> TASK INSTRUCTIONS: Rewrite every one of the rows below, swapping "input.png" for "sample.png" and keeping everything else unchanged. Leave the pictures out of your answer.

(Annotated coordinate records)
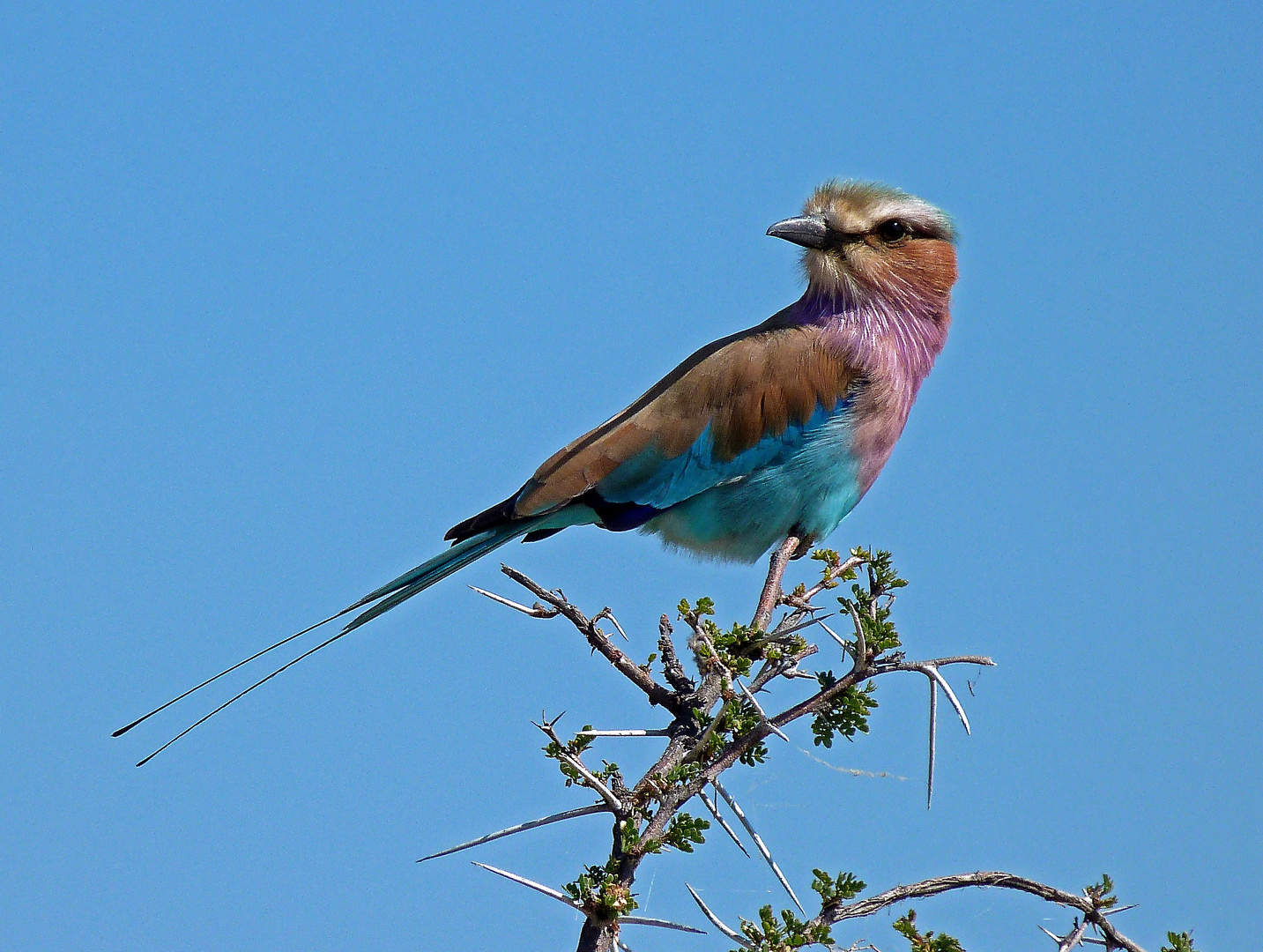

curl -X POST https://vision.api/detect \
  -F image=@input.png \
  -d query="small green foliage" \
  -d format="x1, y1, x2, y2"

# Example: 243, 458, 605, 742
680, 595, 715, 625
540, 724, 621, 786
1084, 873, 1118, 909
837, 549, 908, 658
1159, 932, 1197, 952
811, 870, 867, 906
563, 859, 636, 922
796, 549, 855, 595
811, 671, 878, 747
662, 813, 710, 852
893, 909, 965, 952
734, 905, 834, 952
663, 760, 702, 786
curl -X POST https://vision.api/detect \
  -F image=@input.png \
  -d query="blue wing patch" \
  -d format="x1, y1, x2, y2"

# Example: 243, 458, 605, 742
595, 394, 854, 512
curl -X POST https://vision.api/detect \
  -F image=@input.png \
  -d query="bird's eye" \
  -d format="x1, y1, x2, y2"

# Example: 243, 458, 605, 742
877, 219, 912, 242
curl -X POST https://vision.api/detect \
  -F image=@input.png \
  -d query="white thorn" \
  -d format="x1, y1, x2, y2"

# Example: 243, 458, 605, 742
697, 791, 750, 856
470, 584, 549, 617
732, 677, 790, 744
921, 664, 971, 733
711, 779, 807, 915
925, 678, 939, 809
417, 803, 610, 862
685, 882, 754, 948
473, 862, 583, 909
619, 915, 706, 935
820, 621, 854, 658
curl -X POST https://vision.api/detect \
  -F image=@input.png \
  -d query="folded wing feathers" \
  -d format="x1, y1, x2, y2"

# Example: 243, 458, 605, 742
516, 327, 854, 515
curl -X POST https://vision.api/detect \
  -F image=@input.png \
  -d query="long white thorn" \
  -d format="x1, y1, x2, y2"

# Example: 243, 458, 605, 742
417, 803, 610, 862
619, 915, 706, 935
921, 664, 971, 733
473, 862, 583, 909
470, 584, 557, 619
732, 677, 790, 744
685, 882, 754, 948
925, 678, 939, 809
711, 779, 807, 915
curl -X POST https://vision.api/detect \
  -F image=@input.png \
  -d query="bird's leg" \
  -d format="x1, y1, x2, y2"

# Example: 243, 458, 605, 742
750, 532, 806, 631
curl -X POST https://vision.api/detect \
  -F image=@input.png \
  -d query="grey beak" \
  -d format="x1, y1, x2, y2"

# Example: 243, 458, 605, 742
768, 215, 832, 249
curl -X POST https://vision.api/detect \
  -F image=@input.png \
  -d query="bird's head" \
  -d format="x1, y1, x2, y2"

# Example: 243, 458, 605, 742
768, 181, 956, 309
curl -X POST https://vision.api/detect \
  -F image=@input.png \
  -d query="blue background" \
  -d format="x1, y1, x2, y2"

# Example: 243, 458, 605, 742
0, 4, 1263, 952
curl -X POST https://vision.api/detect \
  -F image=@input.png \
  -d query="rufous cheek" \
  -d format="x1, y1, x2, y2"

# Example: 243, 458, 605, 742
888, 239, 956, 298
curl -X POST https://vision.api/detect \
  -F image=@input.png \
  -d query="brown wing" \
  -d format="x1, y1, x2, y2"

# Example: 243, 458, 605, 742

> ANSWER TO THIS TASK:
curl -X POST https://vision.api/detect \
  -F image=@sample.png \
  -d query="small green foliage" \
  -d format="x1, y1, x2, y2"

# Example: 243, 458, 605, 742
680, 595, 715, 625
540, 724, 621, 786
1084, 873, 1118, 909
837, 549, 908, 658
1159, 932, 1197, 952
811, 870, 867, 906
563, 859, 636, 922
796, 549, 855, 595
811, 671, 878, 747
662, 813, 710, 852
893, 909, 965, 952
734, 905, 834, 952
663, 760, 702, 786
curl -X POST https://vision.api/detect \
  -F image=@sample.png \
  -d query="blue wing patch" \
  -d format="x1, y1, x2, y2"

# Example: 243, 458, 605, 742
595, 394, 854, 512
curl -X POST https://vision.api/detect \
  -F image=@sample.png \
  -d query="bird's eye" \
  -d format="x1, y1, x2, y2"

# Example: 243, 458, 605, 742
877, 219, 912, 242
curl -X POST https://vision.api/detect \
  -F image=@sample.png \
  -d query="white thorn" \
  -d format="x1, y1, x2, y2"

# Example: 243, 458, 605, 742
697, 791, 750, 856
470, 584, 549, 617
732, 677, 790, 744
921, 664, 971, 733
711, 779, 807, 915
925, 678, 939, 809
417, 803, 610, 862
685, 882, 754, 948
473, 862, 583, 909
619, 915, 706, 935
820, 621, 854, 658
curl -X POST https://vision.api/detect \
  -F image=@sample.png \
  -d query="folded wing feathers" \
  -d format="x1, y1, x2, y2"

# Example: 243, 458, 605, 742
516, 327, 854, 515
curl -X POST https://vision.api/detect \
  -F image=@sample.png \
  -d query="long white thorn" \
  -d format="x1, y1, x2, y2"

# Example: 243, 458, 605, 742
417, 803, 610, 862
619, 915, 706, 935
921, 664, 971, 733
473, 862, 583, 909
470, 584, 557, 619
732, 677, 790, 744
685, 882, 754, 948
925, 678, 939, 809
711, 779, 807, 915
curl -X POST https://vision.api/detect \
  -F image=@sample.png \
  -d query="bird's leg" \
  -d format="x1, y1, x2, y2"

# Example: 243, 458, 605, 742
750, 532, 806, 631
curl -X POST https://vision.api/detect \
  -F image=@sample.png \
  -d query="grey beak" \
  -d format="x1, y1, x2, y2"

# Example: 243, 458, 605, 742
768, 215, 832, 249
curl -X POST https://vision.api/detect \
  -F image=@sample.png \
  -d query="bird's head" \
  -d format="x1, y1, x2, y2"

# Example: 243, 458, 605, 742
768, 181, 956, 309
curl -X POST https://vision.api/detect \
  -F image=@sample.png \
  -d query="blue background" \
  -d format="x1, y1, x2, y2"

# Example: 243, 458, 605, 742
0, 4, 1263, 952
curl -X POST https://vision.api/detect \
  -F image=@sample.png \
  -d query="rufous cheek" \
  -d format="x1, y1, x2, y2"

# Example: 243, 458, 605, 742
888, 239, 956, 298
curl -X POST https://vision.api/detect \
  -F image=@sample.png \
  -d query="brown wing" \
  -d format="x1, y1, x2, y2"

# Example: 243, 458, 605, 742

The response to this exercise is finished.